#### [Given request]
Copy out the data below line for line, changing nothing.

#### [Given data]
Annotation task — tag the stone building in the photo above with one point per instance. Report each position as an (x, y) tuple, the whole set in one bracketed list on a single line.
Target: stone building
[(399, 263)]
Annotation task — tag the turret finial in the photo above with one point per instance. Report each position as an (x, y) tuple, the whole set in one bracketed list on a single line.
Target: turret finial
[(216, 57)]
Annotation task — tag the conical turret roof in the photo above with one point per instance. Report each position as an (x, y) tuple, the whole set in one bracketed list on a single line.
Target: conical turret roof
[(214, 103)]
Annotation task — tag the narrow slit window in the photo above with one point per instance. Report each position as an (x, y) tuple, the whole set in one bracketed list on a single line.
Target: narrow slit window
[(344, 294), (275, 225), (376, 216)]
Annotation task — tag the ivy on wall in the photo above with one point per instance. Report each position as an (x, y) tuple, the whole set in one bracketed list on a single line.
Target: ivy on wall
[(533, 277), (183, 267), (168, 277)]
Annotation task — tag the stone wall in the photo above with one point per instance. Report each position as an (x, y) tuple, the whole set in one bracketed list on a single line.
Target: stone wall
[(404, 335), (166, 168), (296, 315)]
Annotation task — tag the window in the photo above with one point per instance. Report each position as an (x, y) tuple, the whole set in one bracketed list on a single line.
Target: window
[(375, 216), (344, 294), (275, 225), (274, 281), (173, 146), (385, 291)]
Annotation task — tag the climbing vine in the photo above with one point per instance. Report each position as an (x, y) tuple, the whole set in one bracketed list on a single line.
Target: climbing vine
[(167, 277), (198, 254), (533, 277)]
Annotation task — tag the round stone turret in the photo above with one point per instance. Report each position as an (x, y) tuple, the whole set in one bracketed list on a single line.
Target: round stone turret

#### [Answer in full]
Annotation task — tag the stone building in the photo above with one point per instance. Report each position as an (x, y) tuple, the whole set in one bracketed list on a single line.
Target: stone building
[(399, 263)]
Annotation task — tag the turret finial in the photo above with one point per instance. Report each position as an (x, y) tuple, the whole set in one bracketed list on a single line.
Target: turret finial
[(216, 57)]
Annotation task — tag the conical turret roof in the photo above with one point per instance. Report each position as an (x, y) tuple, the whole set in one bracketed list on a single line.
Target: conical turret roof
[(214, 103)]
Annotation task — tag the narrow slit window in the photo above with one point per instance. Report each position as an (x, y) tuple, the whole set in one bracketed list on a single line.
Target: narrow slit window
[(344, 294), (275, 225), (376, 216)]
Annotation task — tag the ivy on wall in the photo above with one point per instance. Report each position as an (x, y) tuple, the whole set in one bracketed list on a single line.
Target: ivy on wall
[(533, 277), (183, 267), (168, 277)]
Annotation task — tag the stone wall in the photo above with one point per instance. Report each position as an (x, y) tuple, the whole set in one bracketed list on a single line.
Target: stone wall
[(404, 335), (166, 168), (296, 315)]
Annotation task — tag the window in the photo above with one point per instance. Report each position as an (x, y) tuple, the whole set in one bracketed list on a single line.
Target: window
[(375, 216), (344, 294), (275, 225), (274, 281), (173, 146), (385, 291)]
Annotation task — tag the climbing vine in the photo above with one point per instance. Report each position as an (x, y) tuple, the whole set in one bracketed list on a single line.
Target: climbing vine
[(167, 277), (198, 254), (533, 277)]
Annotation task — tag the round stone turret in the photo above with one point per instance. Report each position as an (x, y) tuple, the whole set in one bracketed list on a single line.
Target: round stone turret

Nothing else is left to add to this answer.